** SELECTION **
--*--

We knights of the Order of the Green Cross understand our Order in the light of the Maccabaeun model (168-166 B.C.). We see ourselves as keepers of the flame of orthodox, Biblical Christianity, and accept the exhortation of Jude, the brother of our Lord, who urged us – “ to contend for the faith that was once for all entrusted to the saints.” We are particularly grave when it comes to defending Biblical Christology, especially in light of the many blasphemous attacks against the person and work of Christ; and against the inspiration of the canon of the Bible, which has also come under increasingly hostile attacks in these times in which we live. Because we have many in our number who are ordained ministers, our order can be classified as both a secular order as well as a holy order of warrior priests and monks. By secular we do not mean “secular” in the way it is used in “secular humanism” or in a worldly sense which denies the existence of the transcendent and eternal (and thus is atheistic or agnostic).

--*--

** EXTRACTED ENTRIES **
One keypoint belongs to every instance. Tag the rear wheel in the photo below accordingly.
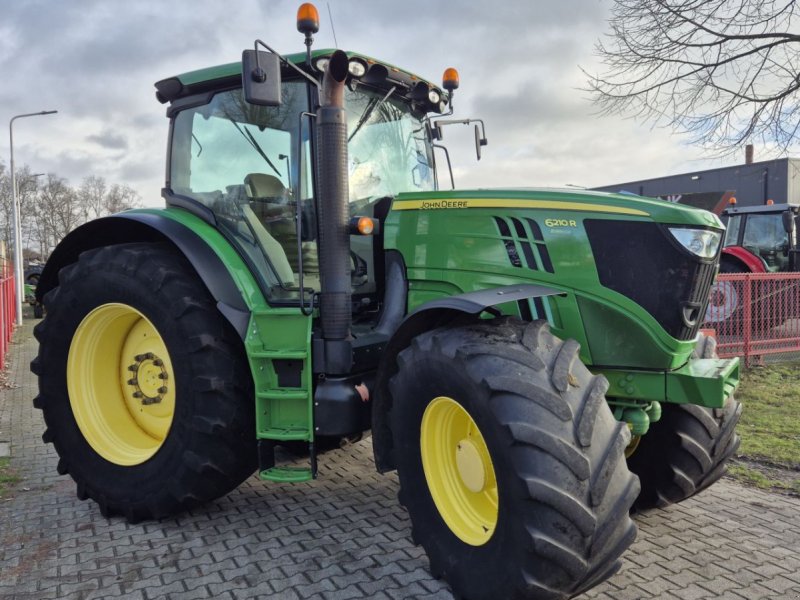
(687, 449)
(143, 384)
(511, 465)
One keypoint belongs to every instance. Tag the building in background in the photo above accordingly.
(751, 183)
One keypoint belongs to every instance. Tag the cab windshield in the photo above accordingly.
(251, 166)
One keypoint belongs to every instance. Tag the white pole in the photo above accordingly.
(18, 263)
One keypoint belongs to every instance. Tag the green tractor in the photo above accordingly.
(519, 356)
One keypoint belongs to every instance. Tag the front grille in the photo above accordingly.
(642, 262)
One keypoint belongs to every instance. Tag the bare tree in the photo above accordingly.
(725, 71)
(58, 211)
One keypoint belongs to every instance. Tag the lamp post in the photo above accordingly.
(18, 274)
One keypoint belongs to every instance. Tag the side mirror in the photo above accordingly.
(261, 78)
(788, 222)
(479, 141)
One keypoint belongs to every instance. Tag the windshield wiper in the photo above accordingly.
(249, 137)
(368, 112)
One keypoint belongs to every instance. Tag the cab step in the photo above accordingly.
(287, 474)
(269, 471)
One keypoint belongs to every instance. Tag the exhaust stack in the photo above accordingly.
(334, 237)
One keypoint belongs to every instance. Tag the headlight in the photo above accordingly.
(702, 242)
(356, 68)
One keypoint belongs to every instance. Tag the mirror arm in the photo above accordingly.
(449, 166)
(283, 60)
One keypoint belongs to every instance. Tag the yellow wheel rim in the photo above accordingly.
(459, 471)
(121, 384)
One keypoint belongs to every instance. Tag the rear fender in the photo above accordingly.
(134, 226)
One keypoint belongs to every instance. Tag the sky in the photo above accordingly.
(519, 62)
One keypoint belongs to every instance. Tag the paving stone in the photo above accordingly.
(342, 536)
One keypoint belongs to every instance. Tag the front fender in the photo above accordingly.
(153, 226)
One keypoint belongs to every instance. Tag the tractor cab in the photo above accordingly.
(761, 239)
(251, 169)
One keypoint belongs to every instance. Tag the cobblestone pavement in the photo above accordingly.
(342, 536)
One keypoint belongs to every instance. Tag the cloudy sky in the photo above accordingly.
(95, 61)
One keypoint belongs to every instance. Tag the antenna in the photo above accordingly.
(330, 16)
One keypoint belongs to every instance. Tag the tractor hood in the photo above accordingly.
(635, 272)
(627, 206)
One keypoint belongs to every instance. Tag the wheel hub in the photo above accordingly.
(459, 471)
(149, 380)
(470, 466)
(121, 384)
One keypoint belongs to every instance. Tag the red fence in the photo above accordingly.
(8, 307)
(755, 315)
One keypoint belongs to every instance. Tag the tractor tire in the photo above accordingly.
(144, 386)
(511, 464)
(688, 449)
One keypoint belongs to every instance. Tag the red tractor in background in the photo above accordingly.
(758, 239)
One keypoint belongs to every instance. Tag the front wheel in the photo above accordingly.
(143, 385)
(688, 449)
(511, 465)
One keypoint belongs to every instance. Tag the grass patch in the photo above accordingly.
(8, 478)
(769, 456)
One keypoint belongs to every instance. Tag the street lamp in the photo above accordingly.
(18, 275)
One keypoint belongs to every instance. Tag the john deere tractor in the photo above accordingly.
(309, 281)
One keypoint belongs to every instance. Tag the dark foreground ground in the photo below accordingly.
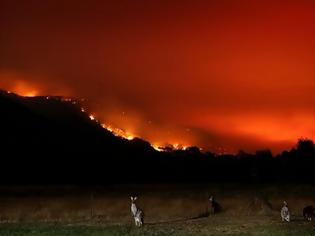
(169, 210)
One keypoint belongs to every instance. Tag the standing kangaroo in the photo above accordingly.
(285, 212)
(215, 206)
(136, 212)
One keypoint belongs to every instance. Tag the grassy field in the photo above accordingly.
(169, 210)
(219, 226)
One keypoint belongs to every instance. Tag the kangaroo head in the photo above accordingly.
(133, 199)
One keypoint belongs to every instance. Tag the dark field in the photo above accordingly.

--*--

** EXERCISE SET **
**A)** Which words or phrases does the passage about the Order of the Green Cross put inside quotation marks? List each one.
**B)** Could you carry on the passage about the Order of the Green Cross, picking up right after its final sentence?

** EXPECTED RESULTS **
**A)**
- to contend for the faith that was once for all entrusted to the saints.
- secular
- secular humanism

**B)**
When we speak of our order as a secular one, we are saying that we are called to be salt and light in this present evil age in which we live. We cannot escape the fact that we are in the world. We live in it, dwell in it. At times, Christians have used such good things as sacred orders, such as that of the green martyrs, as a way to escape or abandon the world. But Jesus taught us not to escape the secular, but to escape secularism. In other words, we must learn to be in the world, but not of the world; to embrace it without embracing worldliness.
In this regard, we are a profane order, in the sense which Martin Luther gave to the phrase. Luther was probably using the word for its shock value, playing with the literal Latin word which meant “outside the temple.” Luther was using the word tongue in cheek, to encourage the church to be salt and light in the world, and to the world. To Luther, a profane church is a church which takes the great commission seriously, by moving outside the temple and into the real battle field – the secular world in which we live.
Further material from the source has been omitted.